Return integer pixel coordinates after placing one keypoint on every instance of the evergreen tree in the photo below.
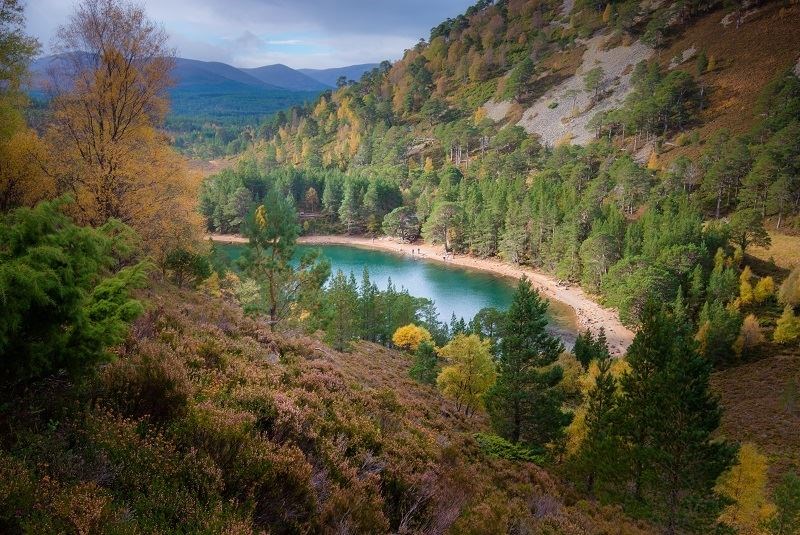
(597, 457)
(64, 295)
(349, 211)
(342, 326)
(525, 402)
(786, 520)
(272, 232)
(587, 348)
(369, 309)
(668, 416)
(425, 367)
◆ ◆ ◆ ◆ ◆
EXERCISE BRIEF = Word for word, copy out each record; do not include pictures.

OUTPUT OF THE TASK =
Return integer pixel coordinates after placing one keypoint on every instance of the evergreen tree in the photo below.
(597, 457)
(64, 295)
(349, 211)
(342, 326)
(525, 402)
(786, 520)
(272, 232)
(587, 348)
(369, 309)
(668, 416)
(425, 367)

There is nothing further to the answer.